TO DO: Pull every line containing the word "plant" from the records.

INPUT DATA:
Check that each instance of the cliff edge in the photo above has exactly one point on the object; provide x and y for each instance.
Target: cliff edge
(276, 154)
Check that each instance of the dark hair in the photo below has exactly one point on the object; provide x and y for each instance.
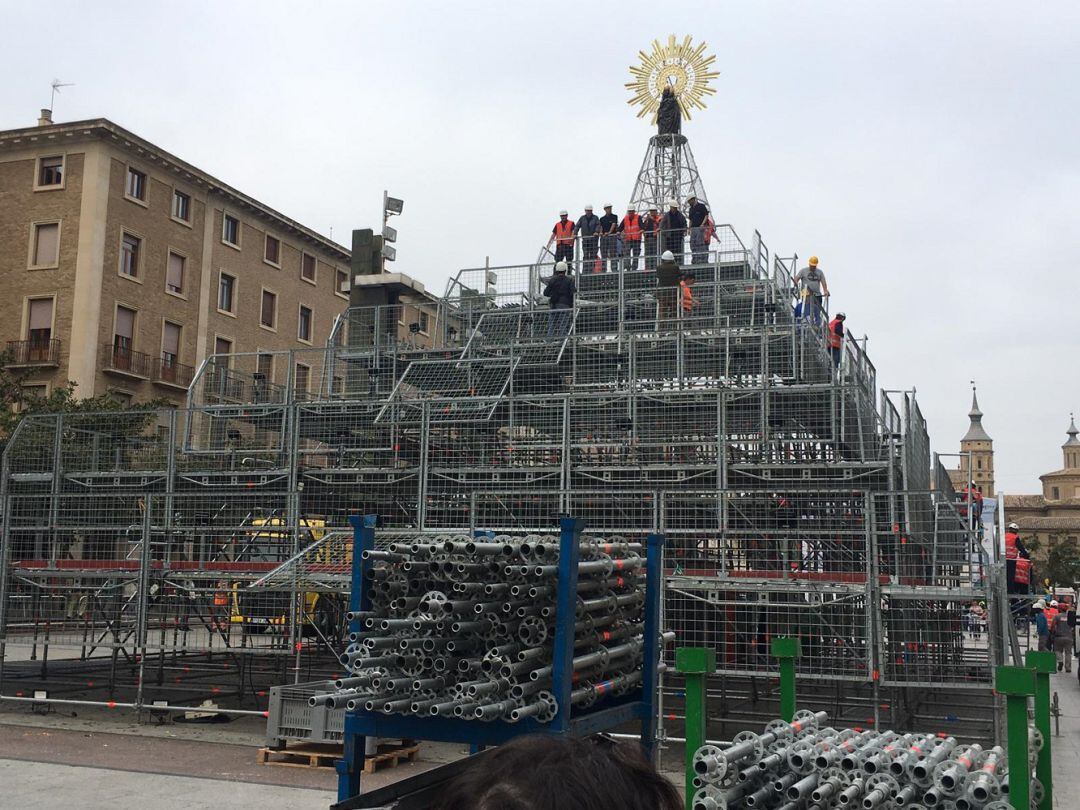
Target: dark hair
(549, 772)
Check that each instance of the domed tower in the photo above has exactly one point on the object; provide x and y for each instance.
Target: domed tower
(976, 448)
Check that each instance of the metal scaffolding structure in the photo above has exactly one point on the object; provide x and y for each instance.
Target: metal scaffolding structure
(198, 552)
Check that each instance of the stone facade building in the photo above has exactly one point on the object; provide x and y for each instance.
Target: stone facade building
(976, 455)
(1054, 515)
(124, 267)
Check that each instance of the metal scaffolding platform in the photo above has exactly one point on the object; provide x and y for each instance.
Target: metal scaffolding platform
(154, 553)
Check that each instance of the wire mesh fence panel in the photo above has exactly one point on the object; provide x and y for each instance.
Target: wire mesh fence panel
(935, 640)
(738, 623)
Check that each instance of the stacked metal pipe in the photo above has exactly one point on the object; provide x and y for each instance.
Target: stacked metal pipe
(808, 766)
(464, 628)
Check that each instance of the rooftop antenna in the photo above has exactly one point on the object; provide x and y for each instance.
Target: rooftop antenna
(56, 89)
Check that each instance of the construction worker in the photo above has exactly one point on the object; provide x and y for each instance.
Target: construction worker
(650, 232)
(836, 338)
(562, 234)
(1041, 626)
(673, 230)
(631, 230)
(811, 280)
(667, 280)
(559, 293)
(685, 294)
(698, 214)
(589, 228)
(1061, 636)
(609, 240)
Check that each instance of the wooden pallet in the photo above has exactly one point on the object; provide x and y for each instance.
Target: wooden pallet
(312, 755)
(390, 755)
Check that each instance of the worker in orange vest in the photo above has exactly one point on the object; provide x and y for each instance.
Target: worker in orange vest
(836, 338)
(631, 230)
(563, 235)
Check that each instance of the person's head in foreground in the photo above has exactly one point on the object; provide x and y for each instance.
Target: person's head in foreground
(548, 772)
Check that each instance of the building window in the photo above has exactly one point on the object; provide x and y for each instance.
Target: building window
(271, 251)
(45, 251)
(264, 366)
(302, 378)
(174, 273)
(50, 172)
(304, 324)
(230, 230)
(131, 247)
(39, 325)
(123, 335)
(268, 315)
(226, 293)
(170, 345)
(136, 185)
(181, 206)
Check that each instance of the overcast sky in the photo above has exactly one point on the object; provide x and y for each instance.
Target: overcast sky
(926, 151)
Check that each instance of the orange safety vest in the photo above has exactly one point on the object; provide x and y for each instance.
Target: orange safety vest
(687, 296)
(835, 341)
(564, 232)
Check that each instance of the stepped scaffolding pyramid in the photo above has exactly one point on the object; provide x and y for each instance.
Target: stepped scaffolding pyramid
(165, 555)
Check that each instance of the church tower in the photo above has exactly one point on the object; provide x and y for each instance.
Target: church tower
(976, 448)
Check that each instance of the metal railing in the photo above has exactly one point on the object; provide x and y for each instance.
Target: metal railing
(126, 361)
(34, 352)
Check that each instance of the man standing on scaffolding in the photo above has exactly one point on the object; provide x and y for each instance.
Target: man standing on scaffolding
(631, 230)
(813, 282)
(698, 213)
(589, 228)
(562, 234)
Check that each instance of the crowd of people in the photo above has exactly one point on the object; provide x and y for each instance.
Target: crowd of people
(609, 244)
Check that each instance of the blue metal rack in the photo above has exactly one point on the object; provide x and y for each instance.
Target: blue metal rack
(609, 713)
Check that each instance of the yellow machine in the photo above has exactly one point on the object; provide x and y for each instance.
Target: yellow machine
(270, 540)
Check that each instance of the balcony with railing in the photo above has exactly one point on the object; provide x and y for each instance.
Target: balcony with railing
(127, 363)
(30, 353)
(172, 374)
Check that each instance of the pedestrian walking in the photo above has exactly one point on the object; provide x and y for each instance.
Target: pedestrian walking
(698, 214)
(589, 228)
(630, 228)
(673, 230)
(1041, 629)
(562, 234)
(650, 233)
(609, 240)
(836, 338)
(812, 280)
(667, 279)
(559, 292)
(1062, 635)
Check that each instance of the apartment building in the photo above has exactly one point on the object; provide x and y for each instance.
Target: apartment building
(123, 267)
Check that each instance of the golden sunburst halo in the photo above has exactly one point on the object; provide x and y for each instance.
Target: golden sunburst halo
(683, 65)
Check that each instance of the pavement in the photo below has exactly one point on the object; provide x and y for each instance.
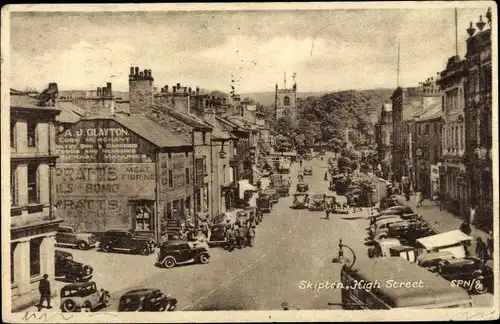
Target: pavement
(292, 248)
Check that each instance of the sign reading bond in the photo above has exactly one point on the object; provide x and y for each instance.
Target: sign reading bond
(98, 144)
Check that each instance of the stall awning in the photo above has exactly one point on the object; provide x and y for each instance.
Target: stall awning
(244, 186)
(443, 239)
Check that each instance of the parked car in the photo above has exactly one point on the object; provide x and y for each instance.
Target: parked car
(76, 297)
(126, 241)
(470, 273)
(67, 269)
(146, 300)
(300, 200)
(302, 187)
(178, 252)
(67, 236)
(430, 261)
(317, 202)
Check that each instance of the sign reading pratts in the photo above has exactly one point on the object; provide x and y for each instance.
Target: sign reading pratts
(107, 144)
(124, 179)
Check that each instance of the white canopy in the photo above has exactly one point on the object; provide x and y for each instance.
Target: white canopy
(443, 239)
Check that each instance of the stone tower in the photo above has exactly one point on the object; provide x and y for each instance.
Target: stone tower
(141, 92)
(285, 102)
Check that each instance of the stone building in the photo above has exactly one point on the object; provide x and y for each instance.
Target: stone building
(122, 171)
(383, 137)
(33, 220)
(452, 171)
(406, 103)
(427, 156)
(285, 102)
(478, 116)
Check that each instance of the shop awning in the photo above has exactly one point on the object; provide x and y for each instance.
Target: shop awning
(244, 186)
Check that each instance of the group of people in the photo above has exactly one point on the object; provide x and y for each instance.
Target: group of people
(484, 250)
(240, 234)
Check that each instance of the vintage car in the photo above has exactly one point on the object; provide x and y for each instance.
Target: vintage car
(218, 235)
(430, 261)
(146, 300)
(272, 193)
(307, 170)
(302, 187)
(380, 248)
(126, 241)
(67, 269)
(177, 252)
(300, 200)
(382, 226)
(83, 296)
(470, 273)
(282, 187)
(67, 236)
(317, 202)
(264, 203)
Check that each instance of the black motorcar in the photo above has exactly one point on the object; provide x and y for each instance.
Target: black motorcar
(126, 241)
(472, 274)
(146, 300)
(67, 269)
(177, 252)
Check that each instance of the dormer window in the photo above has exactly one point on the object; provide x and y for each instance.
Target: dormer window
(286, 101)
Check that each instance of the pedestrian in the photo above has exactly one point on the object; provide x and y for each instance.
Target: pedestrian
(45, 293)
(481, 250)
(472, 216)
(490, 243)
(251, 236)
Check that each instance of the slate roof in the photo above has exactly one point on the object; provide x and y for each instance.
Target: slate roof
(189, 120)
(70, 113)
(147, 129)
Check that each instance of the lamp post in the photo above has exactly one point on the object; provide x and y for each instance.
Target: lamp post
(341, 259)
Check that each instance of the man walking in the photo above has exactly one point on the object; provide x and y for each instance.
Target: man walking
(45, 293)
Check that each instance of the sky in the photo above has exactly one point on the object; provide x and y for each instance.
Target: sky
(329, 50)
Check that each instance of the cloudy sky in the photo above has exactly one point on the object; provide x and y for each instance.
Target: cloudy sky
(329, 50)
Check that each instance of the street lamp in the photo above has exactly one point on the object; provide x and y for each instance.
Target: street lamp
(341, 259)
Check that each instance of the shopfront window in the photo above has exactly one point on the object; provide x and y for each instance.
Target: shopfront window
(13, 187)
(33, 195)
(32, 134)
(143, 215)
(35, 257)
(12, 268)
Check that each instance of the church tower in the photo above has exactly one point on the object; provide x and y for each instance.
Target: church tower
(285, 101)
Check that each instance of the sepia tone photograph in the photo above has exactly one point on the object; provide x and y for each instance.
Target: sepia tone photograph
(232, 162)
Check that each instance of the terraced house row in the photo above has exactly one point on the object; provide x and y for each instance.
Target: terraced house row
(440, 133)
(96, 162)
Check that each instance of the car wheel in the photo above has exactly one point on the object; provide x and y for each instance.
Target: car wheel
(169, 263)
(87, 306)
(68, 306)
(83, 245)
(145, 251)
(480, 287)
(204, 259)
(107, 247)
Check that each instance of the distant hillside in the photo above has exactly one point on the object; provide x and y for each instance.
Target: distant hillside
(267, 98)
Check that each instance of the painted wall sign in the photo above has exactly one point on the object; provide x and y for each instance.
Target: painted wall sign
(95, 197)
(102, 141)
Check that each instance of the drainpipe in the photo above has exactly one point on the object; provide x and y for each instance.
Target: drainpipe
(156, 214)
(195, 207)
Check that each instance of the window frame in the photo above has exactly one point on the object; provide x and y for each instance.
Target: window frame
(31, 131)
(31, 199)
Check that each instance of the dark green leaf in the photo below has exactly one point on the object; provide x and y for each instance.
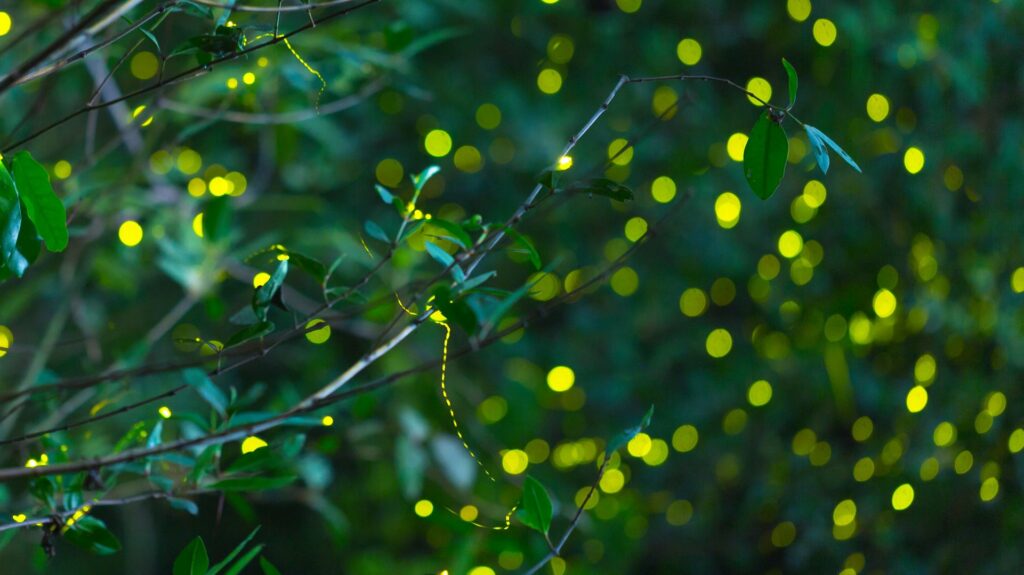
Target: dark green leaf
(230, 557)
(535, 507)
(603, 186)
(91, 534)
(252, 332)
(375, 231)
(459, 235)
(526, 245)
(43, 207)
(267, 567)
(10, 224)
(818, 134)
(794, 82)
(193, 560)
(765, 157)
(818, 147)
(217, 219)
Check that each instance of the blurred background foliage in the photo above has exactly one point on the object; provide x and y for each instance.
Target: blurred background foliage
(835, 370)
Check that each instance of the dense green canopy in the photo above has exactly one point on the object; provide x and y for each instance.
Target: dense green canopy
(397, 282)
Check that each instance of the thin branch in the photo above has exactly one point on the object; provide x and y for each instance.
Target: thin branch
(183, 76)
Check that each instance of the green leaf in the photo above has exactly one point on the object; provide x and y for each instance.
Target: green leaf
(459, 235)
(193, 560)
(10, 223)
(267, 567)
(230, 557)
(253, 483)
(217, 219)
(44, 208)
(375, 231)
(794, 82)
(603, 186)
(815, 134)
(92, 535)
(535, 507)
(765, 157)
(622, 439)
(244, 561)
(526, 245)
(264, 295)
(198, 380)
(818, 147)
(250, 333)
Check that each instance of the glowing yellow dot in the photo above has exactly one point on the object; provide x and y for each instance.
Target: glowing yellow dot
(688, 51)
(799, 10)
(902, 497)
(612, 481)
(252, 443)
(814, 193)
(878, 107)
(783, 534)
(824, 32)
(320, 335)
(845, 513)
(727, 210)
(1016, 441)
(468, 159)
(6, 340)
(561, 379)
(944, 434)
(437, 143)
(913, 160)
(719, 343)
(423, 507)
(130, 233)
(639, 445)
(760, 88)
(735, 146)
(220, 186)
(989, 489)
(1017, 280)
(759, 393)
(663, 189)
(884, 303)
(791, 244)
(629, 6)
(61, 170)
(549, 81)
(488, 116)
(469, 513)
(685, 438)
(143, 65)
(515, 461)
(636, 228)
(916, 399)
(693, 302)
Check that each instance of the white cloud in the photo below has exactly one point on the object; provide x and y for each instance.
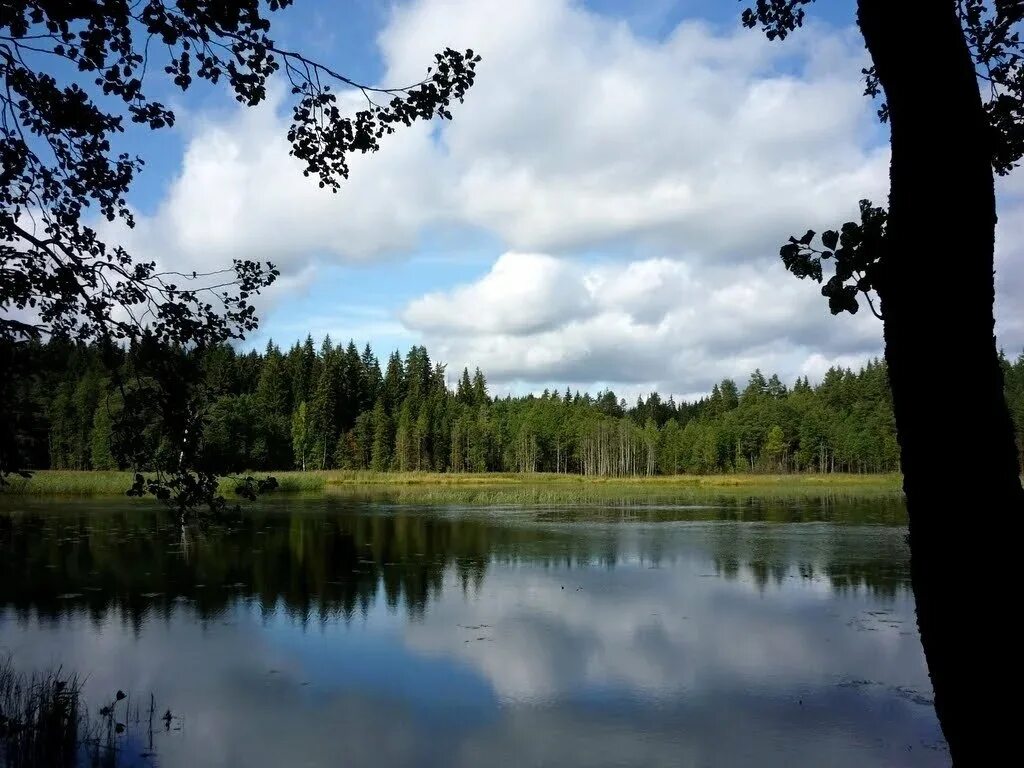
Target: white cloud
(577, 132)
(688, 159)
(649, 324)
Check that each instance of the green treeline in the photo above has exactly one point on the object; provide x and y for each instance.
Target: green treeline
(337, 407)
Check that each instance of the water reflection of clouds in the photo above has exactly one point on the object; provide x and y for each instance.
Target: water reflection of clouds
(632, 665)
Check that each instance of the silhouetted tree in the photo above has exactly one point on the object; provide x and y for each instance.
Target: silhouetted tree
(75, 76)
(930, 259)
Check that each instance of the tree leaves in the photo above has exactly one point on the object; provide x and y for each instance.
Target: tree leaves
(57, 163)
(855, 252)
(991, 29)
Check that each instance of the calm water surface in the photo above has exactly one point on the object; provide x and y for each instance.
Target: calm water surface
(357, 633)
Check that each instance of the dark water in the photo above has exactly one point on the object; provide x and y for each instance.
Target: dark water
(352, 633)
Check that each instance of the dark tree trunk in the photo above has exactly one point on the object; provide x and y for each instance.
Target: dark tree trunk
(937, 297)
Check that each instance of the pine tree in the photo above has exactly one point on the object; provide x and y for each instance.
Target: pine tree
(302, 440)
(101, 452)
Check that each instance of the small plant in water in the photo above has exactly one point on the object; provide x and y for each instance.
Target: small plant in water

EXERCISE RESULT:
Check that each instance of the small plant in water in the photo above has exactly one point on the object; provide x and y for each instance.
Target: small plant in water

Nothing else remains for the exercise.